*** Begin section ***
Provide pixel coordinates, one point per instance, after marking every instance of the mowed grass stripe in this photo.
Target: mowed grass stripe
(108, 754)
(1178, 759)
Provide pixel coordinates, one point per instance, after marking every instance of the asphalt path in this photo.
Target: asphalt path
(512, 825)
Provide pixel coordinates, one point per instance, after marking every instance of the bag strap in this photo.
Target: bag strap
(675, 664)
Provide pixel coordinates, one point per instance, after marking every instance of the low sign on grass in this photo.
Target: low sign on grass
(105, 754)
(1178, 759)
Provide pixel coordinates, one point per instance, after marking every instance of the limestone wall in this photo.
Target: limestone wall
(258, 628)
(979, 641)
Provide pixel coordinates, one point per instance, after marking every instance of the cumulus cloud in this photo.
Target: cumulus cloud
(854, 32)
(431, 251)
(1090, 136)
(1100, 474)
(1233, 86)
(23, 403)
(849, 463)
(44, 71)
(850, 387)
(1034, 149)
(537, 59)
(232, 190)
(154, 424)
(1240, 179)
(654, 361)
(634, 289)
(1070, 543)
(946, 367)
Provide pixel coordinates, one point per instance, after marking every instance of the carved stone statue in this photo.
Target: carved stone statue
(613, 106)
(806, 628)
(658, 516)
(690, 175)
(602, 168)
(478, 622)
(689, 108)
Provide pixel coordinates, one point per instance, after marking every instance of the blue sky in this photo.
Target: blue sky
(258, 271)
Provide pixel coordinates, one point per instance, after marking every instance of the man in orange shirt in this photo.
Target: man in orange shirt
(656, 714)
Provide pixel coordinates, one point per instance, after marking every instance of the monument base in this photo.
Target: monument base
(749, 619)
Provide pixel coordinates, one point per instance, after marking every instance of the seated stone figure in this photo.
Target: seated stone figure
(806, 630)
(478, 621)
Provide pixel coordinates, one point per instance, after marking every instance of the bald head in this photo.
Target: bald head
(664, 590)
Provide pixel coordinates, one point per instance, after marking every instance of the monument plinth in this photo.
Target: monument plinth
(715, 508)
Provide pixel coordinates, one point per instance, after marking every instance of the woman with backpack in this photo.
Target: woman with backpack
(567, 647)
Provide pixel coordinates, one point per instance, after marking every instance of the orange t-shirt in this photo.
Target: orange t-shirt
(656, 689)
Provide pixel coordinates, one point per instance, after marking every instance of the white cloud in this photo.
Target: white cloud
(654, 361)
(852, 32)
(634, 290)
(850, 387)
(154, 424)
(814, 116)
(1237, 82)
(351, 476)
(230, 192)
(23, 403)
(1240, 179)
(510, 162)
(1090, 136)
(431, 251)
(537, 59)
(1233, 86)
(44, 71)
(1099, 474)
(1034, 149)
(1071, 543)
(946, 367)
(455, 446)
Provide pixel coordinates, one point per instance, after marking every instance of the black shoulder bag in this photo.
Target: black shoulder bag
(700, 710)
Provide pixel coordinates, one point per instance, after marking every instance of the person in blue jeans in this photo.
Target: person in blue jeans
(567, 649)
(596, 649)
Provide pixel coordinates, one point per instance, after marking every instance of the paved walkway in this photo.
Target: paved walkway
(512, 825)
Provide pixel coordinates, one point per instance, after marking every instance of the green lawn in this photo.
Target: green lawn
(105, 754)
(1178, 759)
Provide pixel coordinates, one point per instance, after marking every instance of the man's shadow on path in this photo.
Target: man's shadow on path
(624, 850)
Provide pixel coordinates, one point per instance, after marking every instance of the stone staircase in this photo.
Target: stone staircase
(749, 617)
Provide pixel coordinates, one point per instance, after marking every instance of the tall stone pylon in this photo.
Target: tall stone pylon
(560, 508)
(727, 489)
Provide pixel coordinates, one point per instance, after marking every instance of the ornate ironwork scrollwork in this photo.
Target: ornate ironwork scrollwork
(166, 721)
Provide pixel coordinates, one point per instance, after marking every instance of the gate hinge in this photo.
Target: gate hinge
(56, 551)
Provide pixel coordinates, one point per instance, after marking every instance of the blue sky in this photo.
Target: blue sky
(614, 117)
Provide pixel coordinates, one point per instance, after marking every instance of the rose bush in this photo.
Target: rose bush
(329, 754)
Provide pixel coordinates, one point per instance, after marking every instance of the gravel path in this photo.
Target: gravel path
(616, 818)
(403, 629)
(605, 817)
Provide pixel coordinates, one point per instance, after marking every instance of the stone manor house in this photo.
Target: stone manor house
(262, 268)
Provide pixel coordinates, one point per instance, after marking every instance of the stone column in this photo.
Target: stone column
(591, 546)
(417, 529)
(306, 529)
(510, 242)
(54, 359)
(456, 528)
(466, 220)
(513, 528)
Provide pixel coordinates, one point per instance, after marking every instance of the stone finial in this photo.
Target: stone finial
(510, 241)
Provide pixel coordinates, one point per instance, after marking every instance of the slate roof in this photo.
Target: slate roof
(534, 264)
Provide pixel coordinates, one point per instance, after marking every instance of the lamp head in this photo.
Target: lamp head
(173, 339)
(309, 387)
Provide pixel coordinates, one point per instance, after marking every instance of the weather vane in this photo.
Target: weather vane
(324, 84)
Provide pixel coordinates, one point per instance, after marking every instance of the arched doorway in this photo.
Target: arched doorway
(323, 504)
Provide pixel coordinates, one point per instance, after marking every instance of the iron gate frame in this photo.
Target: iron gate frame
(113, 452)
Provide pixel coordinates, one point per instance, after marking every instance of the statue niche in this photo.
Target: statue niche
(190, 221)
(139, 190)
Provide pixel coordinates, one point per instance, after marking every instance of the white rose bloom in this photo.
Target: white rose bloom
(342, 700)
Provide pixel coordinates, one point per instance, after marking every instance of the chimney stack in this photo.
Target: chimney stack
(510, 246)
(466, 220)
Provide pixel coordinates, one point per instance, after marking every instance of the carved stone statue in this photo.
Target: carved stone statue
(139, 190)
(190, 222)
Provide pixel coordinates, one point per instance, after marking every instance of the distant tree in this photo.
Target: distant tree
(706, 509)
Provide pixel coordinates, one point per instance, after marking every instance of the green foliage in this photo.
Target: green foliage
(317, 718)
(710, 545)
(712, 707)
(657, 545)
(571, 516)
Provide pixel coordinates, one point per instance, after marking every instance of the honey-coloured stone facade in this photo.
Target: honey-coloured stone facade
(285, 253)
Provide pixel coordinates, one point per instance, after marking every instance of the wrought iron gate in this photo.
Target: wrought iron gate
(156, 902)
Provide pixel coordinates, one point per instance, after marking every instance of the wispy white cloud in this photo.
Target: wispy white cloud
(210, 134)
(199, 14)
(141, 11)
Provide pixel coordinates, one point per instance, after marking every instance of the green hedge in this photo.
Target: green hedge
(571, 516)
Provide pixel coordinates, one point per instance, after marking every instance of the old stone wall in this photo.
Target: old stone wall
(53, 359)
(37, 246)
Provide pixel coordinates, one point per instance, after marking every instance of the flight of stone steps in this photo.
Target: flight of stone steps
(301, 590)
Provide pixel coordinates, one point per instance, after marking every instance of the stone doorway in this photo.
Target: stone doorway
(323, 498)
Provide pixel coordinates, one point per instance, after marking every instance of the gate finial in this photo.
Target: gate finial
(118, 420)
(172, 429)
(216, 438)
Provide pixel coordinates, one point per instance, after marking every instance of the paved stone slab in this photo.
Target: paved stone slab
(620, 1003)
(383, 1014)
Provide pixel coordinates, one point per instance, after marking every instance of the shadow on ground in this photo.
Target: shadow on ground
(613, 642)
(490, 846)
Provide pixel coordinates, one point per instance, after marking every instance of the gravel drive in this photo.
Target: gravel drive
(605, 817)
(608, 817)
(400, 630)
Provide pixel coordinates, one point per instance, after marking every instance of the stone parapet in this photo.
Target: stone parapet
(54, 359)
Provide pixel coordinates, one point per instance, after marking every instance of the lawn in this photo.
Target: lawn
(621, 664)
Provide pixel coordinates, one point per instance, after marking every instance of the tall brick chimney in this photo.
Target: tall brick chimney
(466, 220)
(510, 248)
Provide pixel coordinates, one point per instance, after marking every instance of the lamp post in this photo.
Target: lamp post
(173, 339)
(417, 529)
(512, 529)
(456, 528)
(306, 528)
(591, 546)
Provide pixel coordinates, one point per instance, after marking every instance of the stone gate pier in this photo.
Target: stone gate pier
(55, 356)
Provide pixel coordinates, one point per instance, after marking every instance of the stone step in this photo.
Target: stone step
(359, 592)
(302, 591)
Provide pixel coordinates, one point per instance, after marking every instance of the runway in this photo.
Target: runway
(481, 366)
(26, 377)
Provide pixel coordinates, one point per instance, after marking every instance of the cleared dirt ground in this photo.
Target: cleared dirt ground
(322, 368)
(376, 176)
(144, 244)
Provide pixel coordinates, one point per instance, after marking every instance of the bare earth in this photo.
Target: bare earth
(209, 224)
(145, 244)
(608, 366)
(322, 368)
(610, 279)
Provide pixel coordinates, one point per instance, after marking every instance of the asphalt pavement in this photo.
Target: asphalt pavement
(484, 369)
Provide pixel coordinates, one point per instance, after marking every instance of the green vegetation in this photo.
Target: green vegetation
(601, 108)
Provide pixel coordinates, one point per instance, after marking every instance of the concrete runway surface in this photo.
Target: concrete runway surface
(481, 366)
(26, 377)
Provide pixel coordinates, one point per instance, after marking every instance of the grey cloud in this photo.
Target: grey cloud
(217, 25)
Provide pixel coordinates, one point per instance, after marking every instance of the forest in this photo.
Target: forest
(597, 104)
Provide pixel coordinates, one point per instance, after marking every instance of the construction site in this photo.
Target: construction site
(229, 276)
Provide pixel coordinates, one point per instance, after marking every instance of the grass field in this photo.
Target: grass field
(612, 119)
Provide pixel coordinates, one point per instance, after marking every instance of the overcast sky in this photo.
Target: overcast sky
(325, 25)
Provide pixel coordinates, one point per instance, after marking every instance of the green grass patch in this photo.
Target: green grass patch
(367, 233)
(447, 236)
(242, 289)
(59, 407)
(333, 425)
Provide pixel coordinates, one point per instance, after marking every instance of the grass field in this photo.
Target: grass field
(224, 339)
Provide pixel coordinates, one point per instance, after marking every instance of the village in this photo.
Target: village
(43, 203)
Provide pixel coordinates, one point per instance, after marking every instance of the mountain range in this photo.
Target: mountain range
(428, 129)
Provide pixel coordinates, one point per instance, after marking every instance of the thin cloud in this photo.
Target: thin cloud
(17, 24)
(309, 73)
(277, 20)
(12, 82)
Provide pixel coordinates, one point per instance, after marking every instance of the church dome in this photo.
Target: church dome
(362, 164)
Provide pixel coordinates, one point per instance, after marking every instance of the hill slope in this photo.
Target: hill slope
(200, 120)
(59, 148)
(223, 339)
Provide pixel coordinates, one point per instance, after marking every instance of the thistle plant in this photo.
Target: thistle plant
*** End section ***
--- Work request ---
Copy the lines of the data above exactly as written, beginning with the line containing "Target: limestone wall" and ending with the line containing "the white cloud in this photo.", and leave out all other lines.

--- Reply ---
Target: limestone wall
(258, 628)
(979, 641)
Provide pixel coordinates, one point per instance, after marking every instance of the cumulus cloud in this photo.
Target: cumulus cloud
(854, 32)
(431, 251)
(1090, 136)
(1100, 474)
(1233, 86)
(23, 403)
(849, 463)
(44, 71)
(850, 387)
(1034, 149)
(537, 59)
(232, 190)
(154, 424)
(1240, 179)
(654, 361)
(634, 289)
(1070, 543)
(946, 367)
Provide pixel coordinates, one point per instance, after marking every instance of the carved stone statue in this photo.
Target: carved stone statue
(613, 106)
(806, 628)
(658, 516)
(690, 175)
(602, 168)
(478, 622)
(689, 108)
Provide pixel coordinates, one point per instance, after marking every instance of the blue sky in this photo.
Target: blue sky
(258, 271)
Provide pixel coordinates, one point per instance, after marking every instance of the man in orange shirt in this photo.
Target: man in orange shirt
(656, 714)
Provide pixel coordinates, one point per instance, after marking every instance of the monument base in this photo.
Target: monument base
(749, 619)
Provide pixel coordinates, one point per instance, after marking every instance of the seated stone figure in this photo.
Target: seated stone figure
(806, 630)
(478, 621)
Provide pixel coordinates, one point per instance, after marking every instance of the bald head in this photo.
Target: bald head
(664, 590)
Provide pixel coordinates, one point per instance, after marking every instance of the monument plinth in this photo.
Target: monument plinth
(715, 508)
Provide pixel coordinates, one point per instance, after marking every instance of the woman with backpack in this photo.
Target: woman with backpack
(567, 647)
Provide pixel coordinates, one point per instance, after marking every instance of the orange t-shirt in this photo.
Target: orange t-shirt
(656, 689)
Provide pixel coordinates, one point per instance, after marking every instance of the white cloud in this photo.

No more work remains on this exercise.